## RAW DATA
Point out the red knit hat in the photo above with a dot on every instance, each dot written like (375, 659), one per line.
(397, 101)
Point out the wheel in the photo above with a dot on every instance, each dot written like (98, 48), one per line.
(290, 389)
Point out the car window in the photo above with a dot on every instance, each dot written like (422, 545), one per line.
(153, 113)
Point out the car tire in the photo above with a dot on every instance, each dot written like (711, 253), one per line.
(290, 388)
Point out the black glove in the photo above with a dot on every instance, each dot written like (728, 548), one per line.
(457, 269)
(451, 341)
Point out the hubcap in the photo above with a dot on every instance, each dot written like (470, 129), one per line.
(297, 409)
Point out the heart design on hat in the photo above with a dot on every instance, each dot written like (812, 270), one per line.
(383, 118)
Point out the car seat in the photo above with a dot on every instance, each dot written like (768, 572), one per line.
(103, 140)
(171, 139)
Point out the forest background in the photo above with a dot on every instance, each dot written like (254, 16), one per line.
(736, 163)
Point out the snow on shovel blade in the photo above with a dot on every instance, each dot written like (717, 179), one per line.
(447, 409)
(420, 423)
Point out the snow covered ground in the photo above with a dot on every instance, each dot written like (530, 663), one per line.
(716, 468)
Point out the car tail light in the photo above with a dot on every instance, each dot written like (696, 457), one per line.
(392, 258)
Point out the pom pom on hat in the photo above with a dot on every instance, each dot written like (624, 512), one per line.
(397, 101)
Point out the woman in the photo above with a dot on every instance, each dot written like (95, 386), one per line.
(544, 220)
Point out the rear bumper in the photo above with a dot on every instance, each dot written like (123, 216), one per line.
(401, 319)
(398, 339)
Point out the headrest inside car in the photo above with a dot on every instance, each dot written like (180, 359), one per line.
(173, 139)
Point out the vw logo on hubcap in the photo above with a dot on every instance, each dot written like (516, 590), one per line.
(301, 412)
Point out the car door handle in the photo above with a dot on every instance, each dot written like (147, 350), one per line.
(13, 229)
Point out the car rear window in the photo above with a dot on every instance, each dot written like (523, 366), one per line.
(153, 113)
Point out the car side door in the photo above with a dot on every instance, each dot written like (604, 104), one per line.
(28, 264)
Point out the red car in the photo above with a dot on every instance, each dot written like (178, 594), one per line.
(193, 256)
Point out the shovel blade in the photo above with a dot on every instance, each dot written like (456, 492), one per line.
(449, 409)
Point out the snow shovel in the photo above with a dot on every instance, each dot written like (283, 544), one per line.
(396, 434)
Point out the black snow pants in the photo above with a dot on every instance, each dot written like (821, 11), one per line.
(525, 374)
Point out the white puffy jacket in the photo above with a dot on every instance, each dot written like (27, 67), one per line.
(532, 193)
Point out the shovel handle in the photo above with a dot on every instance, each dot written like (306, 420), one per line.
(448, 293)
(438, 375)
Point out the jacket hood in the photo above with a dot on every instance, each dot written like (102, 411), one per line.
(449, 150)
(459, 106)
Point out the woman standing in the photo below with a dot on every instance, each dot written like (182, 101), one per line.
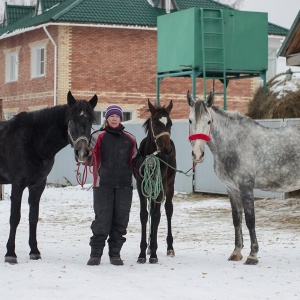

## GIVEN INSTRUCTION
Which lines of the records above contain the string "jacket"? Return each such line in full, matching case exactly.

## SOLUTION TO THIS TASK
Point out the white puffy jacket in the photo above with a dot on every instance, each dot written like (27, 67), one per line.
Point out the jacket hood in the photo above with a dot on every instance, each dot written like (102, 411), one per line.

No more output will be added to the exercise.